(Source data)
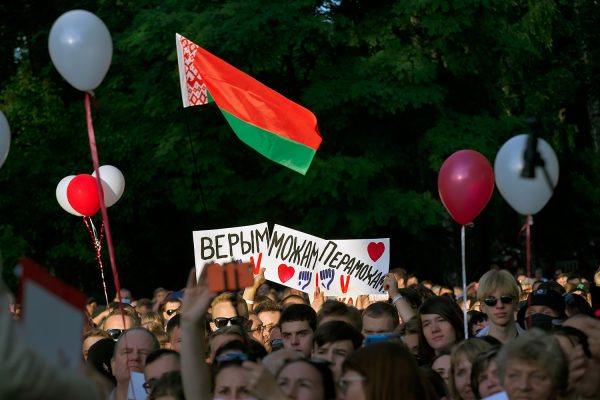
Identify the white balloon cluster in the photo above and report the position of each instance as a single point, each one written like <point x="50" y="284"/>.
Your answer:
<point x="113" y="186"/>
<point x="81" y="49"/>
<point x="526" y="195"/>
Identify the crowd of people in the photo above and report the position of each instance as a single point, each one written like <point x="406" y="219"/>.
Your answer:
<point x="525" y="338"/>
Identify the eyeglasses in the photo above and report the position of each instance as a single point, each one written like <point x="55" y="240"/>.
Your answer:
<point x="149" y="385"/>
<point x="268" y="328"/>
<point x="259" y="329"/>
<point x="221" y="322"/>
<point x="492" y="301"/>
<point x="115" y="333"/>
<point x="344" y="382"/>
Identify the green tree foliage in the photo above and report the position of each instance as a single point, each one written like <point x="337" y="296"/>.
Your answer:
<point x="397" y="86"/>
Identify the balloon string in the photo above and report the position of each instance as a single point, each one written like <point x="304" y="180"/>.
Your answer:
<point x="95" y="160"/>
<point x="528" y="223"/>
<point x="98" y="247"/>
<point x="464" y="276"/>
<point x="527" y="228"/>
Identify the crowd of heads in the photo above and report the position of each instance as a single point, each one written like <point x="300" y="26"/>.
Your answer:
<point x="527" y="337"/>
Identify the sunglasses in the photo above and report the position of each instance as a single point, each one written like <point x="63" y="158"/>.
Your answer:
<point x="149" y="385"/>
<point x="221" y="322"/>
<point x="115" y="333"/>
<point x="492" y="301"/>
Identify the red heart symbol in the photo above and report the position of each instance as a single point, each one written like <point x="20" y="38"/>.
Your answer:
<point x="375" y="250"/>
<point x="285" y="272"/>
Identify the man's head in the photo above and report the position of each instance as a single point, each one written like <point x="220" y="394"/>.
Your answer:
<point x="401" y="276"/>
<point x="116" y="323"/>
<point x="379" y="317"/>
<point x="498" y="293"/>
<point x="226" y="306"/>
<point x="333" y="310"/>
<point x="174" y="332"/>
<point x="333" y="342"/>
<point x="298" y="323"/>
<point x="269" y="313"/>
<point x="158" y="363"/>
<point x="222" y="336"/>
<point x="131" y="351"/>
<point x="543" y="307"/>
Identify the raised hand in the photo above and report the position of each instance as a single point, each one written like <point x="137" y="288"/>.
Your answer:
<point x="196" y="299"/>
<point x="304" y="276"/>
<point x="318" y="300"/>
<point x="390" y="284"/>
<point x="326" y="274"/>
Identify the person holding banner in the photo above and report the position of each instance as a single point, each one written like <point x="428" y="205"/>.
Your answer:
<point x="26" y="375"/>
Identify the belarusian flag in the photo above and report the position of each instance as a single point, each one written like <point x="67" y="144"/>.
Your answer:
<point x="273" y="125"/>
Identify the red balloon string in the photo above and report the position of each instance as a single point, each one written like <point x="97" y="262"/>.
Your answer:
<point x="97" y="242"/>
<point x="96" y="163"/>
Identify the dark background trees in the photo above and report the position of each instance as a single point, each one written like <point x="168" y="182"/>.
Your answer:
<point x="397" y="86"/>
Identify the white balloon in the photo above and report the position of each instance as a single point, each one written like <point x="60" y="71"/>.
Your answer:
<point x="61" y="195"/>
<point x="4" y="138"/>
<point x="80" y="48"/>
<point x="526" y="196"/>
<point x="113" y="183"/>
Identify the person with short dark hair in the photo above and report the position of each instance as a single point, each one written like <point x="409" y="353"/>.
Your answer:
<point x="499" y="293"/>
<point x="440" y="322"/>
<point x="131" y="350"/>
<point x="333" y="342"/>
<point x="383" y="371"/>
<point x="269" y="313"/>
<point x="298" y="323"/>
<point x="379" y="317"/>
<point x="158" y="363"/>
<point x="333" y="310"/>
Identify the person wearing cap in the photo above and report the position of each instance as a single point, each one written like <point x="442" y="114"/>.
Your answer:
<point x="498" y="293"/>
<point x="545" y="308"/>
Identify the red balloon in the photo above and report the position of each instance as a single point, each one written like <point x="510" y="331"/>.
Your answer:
<point x="465" y="184"/>
<point x="82" y="194"/>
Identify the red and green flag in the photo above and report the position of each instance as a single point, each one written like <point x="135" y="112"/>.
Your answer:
<point x="273" y="125"/>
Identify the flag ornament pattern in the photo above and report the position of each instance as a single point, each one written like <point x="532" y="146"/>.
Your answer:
<point x="193" y="88"/>
<point x="279" y="129"/>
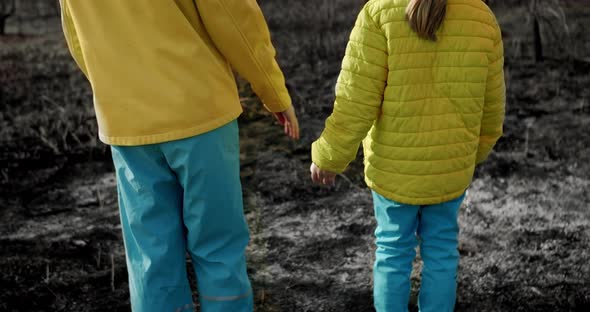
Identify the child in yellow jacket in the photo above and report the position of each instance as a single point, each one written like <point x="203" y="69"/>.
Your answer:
<point x="422" y="85"/>
<point x="166" y="101"/>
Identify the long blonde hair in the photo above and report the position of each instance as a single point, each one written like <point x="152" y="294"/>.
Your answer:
<point x="426" y="16"/>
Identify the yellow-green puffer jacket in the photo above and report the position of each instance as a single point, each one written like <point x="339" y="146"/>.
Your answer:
<point x="432" y="110"/>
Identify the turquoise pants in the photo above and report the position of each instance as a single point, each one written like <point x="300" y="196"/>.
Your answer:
<point x="178" y="197"/>
<point x="399" y="229"/>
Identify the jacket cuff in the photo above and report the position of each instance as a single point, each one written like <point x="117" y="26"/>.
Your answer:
<point x="277" y="104"/>
<point x="319" y="159"/>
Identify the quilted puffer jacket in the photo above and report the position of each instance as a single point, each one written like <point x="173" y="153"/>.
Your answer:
<point x="428" y="111"/>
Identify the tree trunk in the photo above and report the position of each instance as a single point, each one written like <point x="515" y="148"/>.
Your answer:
<point x="2" y="25"/>
<point x="538" y="41"/>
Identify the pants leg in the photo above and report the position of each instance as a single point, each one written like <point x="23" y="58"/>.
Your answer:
<point x="217" y="234"/>
<point x="396" y="242"/>
<point x="438" y="232"/>
<point x="150" y="202"/>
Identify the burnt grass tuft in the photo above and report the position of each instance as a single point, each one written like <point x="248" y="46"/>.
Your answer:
<point x="525" y="223"/>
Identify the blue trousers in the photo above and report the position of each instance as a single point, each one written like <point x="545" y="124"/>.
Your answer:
<point x="400" y="228"/>
<point x="178" y="197"/>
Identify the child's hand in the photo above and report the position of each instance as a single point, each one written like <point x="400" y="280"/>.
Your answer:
<point x="289" y="120"/>
<point x="320" y="176"/>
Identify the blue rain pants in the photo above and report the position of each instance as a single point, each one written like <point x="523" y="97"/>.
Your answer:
<point x="400" y="228"/>
<point x="178" y="197"/>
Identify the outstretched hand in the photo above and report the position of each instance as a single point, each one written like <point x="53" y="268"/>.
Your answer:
<point x="289" y="121"/>
<point x="320" y="176"/>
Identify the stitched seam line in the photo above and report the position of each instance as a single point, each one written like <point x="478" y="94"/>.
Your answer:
<point x="431" y="67"/>
<point x="358" y="58"/>
<point x="336" y="111"/>
<point x="434" y="98"/>
<point x="353" y="101"/>
<point x="435" y="82"/>
<point x="422" y="175"/>
<point x="368" y="46"/>
<point x="269" y="80"/>
<point x="434" y="115"/>
<point x="428" y="131"/>
<point x="433" y="52"/>
<point x="423" y="160"/>
<point x="355" y="73"/>
<point x="426" y="146"/>
<point x="359" y="88"/>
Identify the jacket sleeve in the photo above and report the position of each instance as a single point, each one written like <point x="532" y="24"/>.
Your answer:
<point x="71" y="36"/>
<point x="238" y="29"/>
<point x="359" y="96"/>
<point x="495" y="100"/>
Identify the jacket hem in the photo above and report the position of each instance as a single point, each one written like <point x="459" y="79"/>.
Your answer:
<point x="413" y="200"/>
<point x="168" y="136"/>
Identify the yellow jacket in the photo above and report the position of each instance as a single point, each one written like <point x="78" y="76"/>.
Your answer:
<point x="432" y="110"/>
<point x="161" y="70"/>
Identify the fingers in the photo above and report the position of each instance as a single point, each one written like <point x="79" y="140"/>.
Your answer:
<point x="315" y="177"/>
<point x="319" y="176"/>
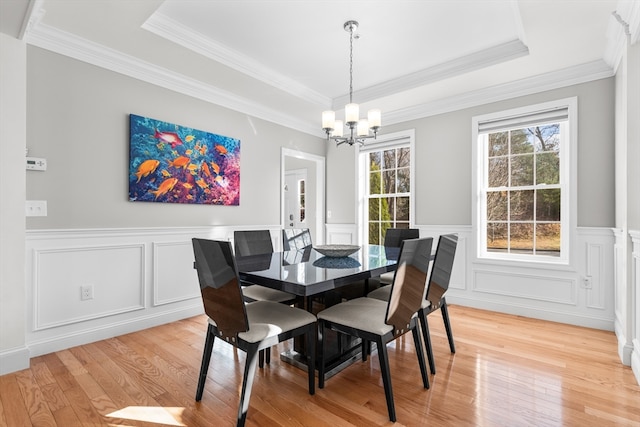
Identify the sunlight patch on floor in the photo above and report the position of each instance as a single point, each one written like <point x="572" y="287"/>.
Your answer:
<point x="152" y="414"/>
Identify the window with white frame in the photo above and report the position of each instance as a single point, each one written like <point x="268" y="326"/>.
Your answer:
<point x="524" y="182"/>
<point x="386" y="190"/>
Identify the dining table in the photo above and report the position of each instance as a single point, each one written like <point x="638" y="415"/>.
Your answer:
<point x="312" y="276"/>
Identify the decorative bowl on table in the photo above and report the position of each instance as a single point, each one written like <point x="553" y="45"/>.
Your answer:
<point x="336" y="251"/>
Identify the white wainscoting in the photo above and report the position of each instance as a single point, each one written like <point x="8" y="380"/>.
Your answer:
<point x="635" y="266"/>
<point x="539" y="291"/>
<point x="140" y="278"/>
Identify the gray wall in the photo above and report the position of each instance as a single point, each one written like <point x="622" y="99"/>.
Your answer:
<point x="443" y="160"/>
<point x="78" y="119"/>
<point x="13" y="127"/>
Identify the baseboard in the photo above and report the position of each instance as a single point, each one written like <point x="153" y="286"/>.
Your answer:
<point x="635" y="360"/>
<point x="15" y="359"/>
<point x="61" y="342"/>
<point x="568" y="318"/>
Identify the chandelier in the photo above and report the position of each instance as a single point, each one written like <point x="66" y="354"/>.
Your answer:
<point x="358" y="129"/>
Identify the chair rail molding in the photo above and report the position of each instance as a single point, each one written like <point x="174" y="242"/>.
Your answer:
<point x="139" y="277"/>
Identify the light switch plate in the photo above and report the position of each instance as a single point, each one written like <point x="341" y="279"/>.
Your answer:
<point x="36" y="208"/>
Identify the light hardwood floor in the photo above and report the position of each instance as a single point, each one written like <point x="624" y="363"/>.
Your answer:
<point x="507" y="371"/>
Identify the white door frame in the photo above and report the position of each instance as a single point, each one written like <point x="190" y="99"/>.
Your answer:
<point x="320" y="189"/>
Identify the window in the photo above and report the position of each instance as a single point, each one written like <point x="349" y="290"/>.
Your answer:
<point x="386" y="172"/>
<point x="301" y="199"/>
<point x="523" y="183"/>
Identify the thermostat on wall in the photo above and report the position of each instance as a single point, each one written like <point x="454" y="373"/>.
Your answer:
<point x="36" y="164"/>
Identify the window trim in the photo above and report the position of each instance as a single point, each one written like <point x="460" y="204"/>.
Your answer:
<point x="405" y="137"/>
<point x="568" y="179"/>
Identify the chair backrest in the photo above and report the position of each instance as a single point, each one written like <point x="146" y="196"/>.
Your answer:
<point x="409" y="282"/>
<point x="295" y="238"/>
<point x="394" y="236"/>
<point x="253" y="242"/>
<point x="220" y="287"/>
<point x="442" y="267"/>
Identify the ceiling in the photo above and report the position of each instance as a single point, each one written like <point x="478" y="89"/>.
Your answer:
<point x="288" y="60"/>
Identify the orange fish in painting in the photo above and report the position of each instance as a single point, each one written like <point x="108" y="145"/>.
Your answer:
<point x="147" y="167"/>
<point x="215" y="167"/>
<point x="171" y="138"/>
<point x="180" y="162"/>
<point x="202" y="184"/>
<point x="166" y="186"/>
<point x="205" y="169"/>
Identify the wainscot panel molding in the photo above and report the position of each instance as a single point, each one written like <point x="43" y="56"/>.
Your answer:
<point x="623" y="311"/>
<point x="341" y="234"/>
<point x="635" y="266"/>
<point x="140" y="278"/>
<point x="538" y="291"/>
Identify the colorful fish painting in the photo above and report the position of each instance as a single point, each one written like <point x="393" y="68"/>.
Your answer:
<point x="170" y="163"/>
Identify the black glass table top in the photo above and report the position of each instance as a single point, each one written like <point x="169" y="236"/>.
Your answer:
<point x="307" y="272"/>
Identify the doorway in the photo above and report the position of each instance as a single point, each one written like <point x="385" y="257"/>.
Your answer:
<point x="297" y="166"/>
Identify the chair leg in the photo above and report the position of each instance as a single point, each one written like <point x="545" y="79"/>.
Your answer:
<point x="386" y="378"/>
<point x="321" y="343"/>
<point x="247" y="383"/>
<point x="206" y="358"/>
<point x="426" y="336"/>
<point x="311" y="358"/>
<point x="447" y="324"/>
<point x="418" y="343"/>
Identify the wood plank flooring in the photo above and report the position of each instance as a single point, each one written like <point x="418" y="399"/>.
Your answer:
<point x="507" y="371"/>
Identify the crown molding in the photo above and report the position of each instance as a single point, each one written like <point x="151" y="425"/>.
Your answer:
<point x="591" y="71"/>
<point x="462" y="65"/>
<point x="618" y="33"/>
<point x="170" y="29"/>
<point x="67" y="44"/>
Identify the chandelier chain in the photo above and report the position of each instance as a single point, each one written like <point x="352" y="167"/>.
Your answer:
<point x="351" y="65"/>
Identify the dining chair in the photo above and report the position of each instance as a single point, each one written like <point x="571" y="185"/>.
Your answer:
<point x="392" y="239"/>
<point x="256" y="242"/>
<point x="250" y="327"/>
<point x="435" y="294"/>
<point x="295" y="239"/>
<point x="378" y="321"/>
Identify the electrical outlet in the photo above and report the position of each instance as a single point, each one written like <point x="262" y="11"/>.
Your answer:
<point x="86" y="292"/>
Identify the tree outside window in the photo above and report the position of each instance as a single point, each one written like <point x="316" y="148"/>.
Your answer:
<point x="389" y="189"/>
<point x="523" y="190"/>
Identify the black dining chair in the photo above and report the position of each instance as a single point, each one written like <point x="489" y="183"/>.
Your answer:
<point x="295" y="239"/>
<point x="251" y="327"/>
<point x="256" y="242"/>
<point x="373" y="320"/>
<point x="435" y="294"/>
<point x="392" y="239"/>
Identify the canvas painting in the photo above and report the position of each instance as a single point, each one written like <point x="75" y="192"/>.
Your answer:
<point x="176" y="164"/>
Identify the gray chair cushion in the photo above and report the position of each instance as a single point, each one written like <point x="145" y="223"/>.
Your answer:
<point x="367" y="314"/>
<point x="387" y="278"/>
<point x="268" y="319"/>
<point x="382" y="293"/>
<point x="262" y="293"/>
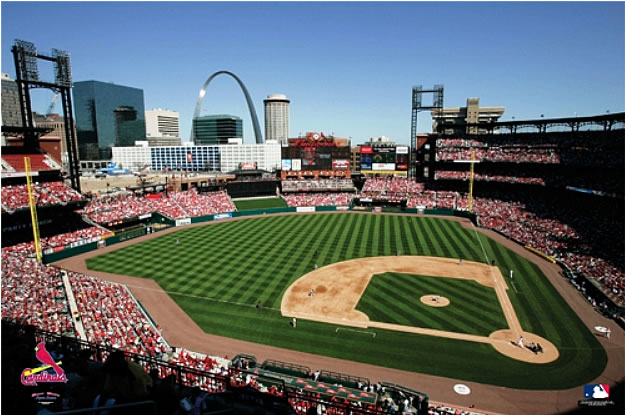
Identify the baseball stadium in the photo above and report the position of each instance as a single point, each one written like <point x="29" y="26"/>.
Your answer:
<point x="487" y="280"/>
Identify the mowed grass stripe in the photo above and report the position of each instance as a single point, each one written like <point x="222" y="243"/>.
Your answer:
<point x="290" y="265"/>
<point x="401" y="293"/>
<point x="465" y="293"/>
<point x="258" y="264"/>
<point x="219" y="245"/>
<point x="255" y="280"/>
<point x="468" y="248"/>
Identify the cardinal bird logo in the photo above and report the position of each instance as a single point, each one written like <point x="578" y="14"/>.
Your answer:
<point x="30" y="377"/>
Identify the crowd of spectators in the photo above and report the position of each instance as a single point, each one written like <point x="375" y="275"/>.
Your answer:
<point x="45" y="194"/>
<point x="392" y="186"/>
<point x="568" y="240"/>
<point x="201" y="204"/>
<point x="464" y="175"/>
<point x="33" y="293"/>
<point x="319" y="185"/>
<point x="111" y="316"/>
<point x="318" y="199"/>
<point x="108" y="209"/>
<point x="86" y="234"/>
<point x="175" y="205"/>
<point x="584" y="148"/>
<point x="503" y="154"/>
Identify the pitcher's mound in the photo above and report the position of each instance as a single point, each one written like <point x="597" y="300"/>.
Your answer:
<point x="434" y="300"/>
<point x="505" y="342"/>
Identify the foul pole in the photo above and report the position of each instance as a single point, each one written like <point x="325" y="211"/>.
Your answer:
<point x="471" y="182"/>
<point x="33" y="208"/>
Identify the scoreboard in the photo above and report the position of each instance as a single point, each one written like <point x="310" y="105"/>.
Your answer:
<point x="384" y="159"/>
<point x="315" y="152"/>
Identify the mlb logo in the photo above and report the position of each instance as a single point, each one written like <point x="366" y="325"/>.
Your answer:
<point x="597" y="391"/>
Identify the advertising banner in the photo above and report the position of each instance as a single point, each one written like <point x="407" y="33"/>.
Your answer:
<point x="365" y="163"/>
<point x="401" y="150"/>
<point x="248" y="165"/>
<point x="182" y="222"/>
<point x="340" y="164"/>
<point x="383" y="166"/>
<point x="309" y="157"/>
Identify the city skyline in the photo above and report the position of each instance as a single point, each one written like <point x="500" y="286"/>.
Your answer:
<point x="348" y="68"/>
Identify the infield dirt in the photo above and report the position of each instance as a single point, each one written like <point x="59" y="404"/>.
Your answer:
<point x="331" y="294"/>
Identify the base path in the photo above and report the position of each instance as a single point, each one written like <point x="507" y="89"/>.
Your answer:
<point x="331" y="294"/>
<point x="435" y="300"/>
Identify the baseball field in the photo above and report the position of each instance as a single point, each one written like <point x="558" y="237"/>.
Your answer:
<point x="246" y="279"/>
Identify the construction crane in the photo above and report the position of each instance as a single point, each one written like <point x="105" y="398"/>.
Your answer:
<point x="51" y="106"/>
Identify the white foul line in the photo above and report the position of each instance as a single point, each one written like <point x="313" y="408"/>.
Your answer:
<point x="357" y="331"/>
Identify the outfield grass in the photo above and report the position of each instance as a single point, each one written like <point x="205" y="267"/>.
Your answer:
<point x="260" y="203"/>
<point x="217" y="274"/>
<point x="395" y="298"/>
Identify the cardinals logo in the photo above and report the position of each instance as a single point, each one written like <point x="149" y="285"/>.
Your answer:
<point x="30" y="377"/>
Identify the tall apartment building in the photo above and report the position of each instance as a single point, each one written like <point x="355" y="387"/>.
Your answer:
<point x="107" y="115"/>
<point x="277" y="118"/>
<point x="162" y="127"/>
<point x="217" y="129"/>
<point x="471" y="119"/>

» What to do
Pictures excluded, repeat the records exactly from their opening line through the line containing "Identify the sunglasses".

» Result of this exercise
Identify the white balloon cluster in the photo above and report the position of each instance as a single point, each one written like <point x="50" y="284"/>.
Your answer:
<point x="113" y="186"/>
<point x="81" y="49"/>
<point x="526" y="195"/>
Identify the crowd of people in the photo above and report the position of each instance as a single point, each one written like <point x="406" y="219"/>.
Your answer:
<point x="525" y="338"/>
Identify the eyeglasses in the photo above and report the position of each instance as a single point, each one written like <point x="55" y="240"/>.
Your answer:
<point x="149" y="385"/>
<point x="268" y="328"/>
<point x="259" y="329"/>
<point x="221" y="322"/>
<point x="492" y="301"/>
<point x="115" y="333"/>
<point x="344" y="382"/>
Identify the green tree foliage in the photo above and report the position of each instance as a single point, each one written like <point x="337" y="296"/>.
Your answer:
<point x="397" y="86"/>
Identify the balloon string in the photo above and report the position of each instance as a single point, each one written like <point x="304" y="180"/>.
Your answer:
<point x="95" y="160"/>
<point x="528" y="223"/>
<point x="98" y="247"/>
<point x="464" y="276"/>
<point x="527" y="228"/>
Identify the crowd of heads in the photo above and report the position of each instance as a single point, each one written like <point x="300" y="26"/>.
Your answer:
<point x="527" y="337"/>
Identify the sunglasses in the photo above and report the position of each instance as a single point, each one written like <point x="63" y="158"/>.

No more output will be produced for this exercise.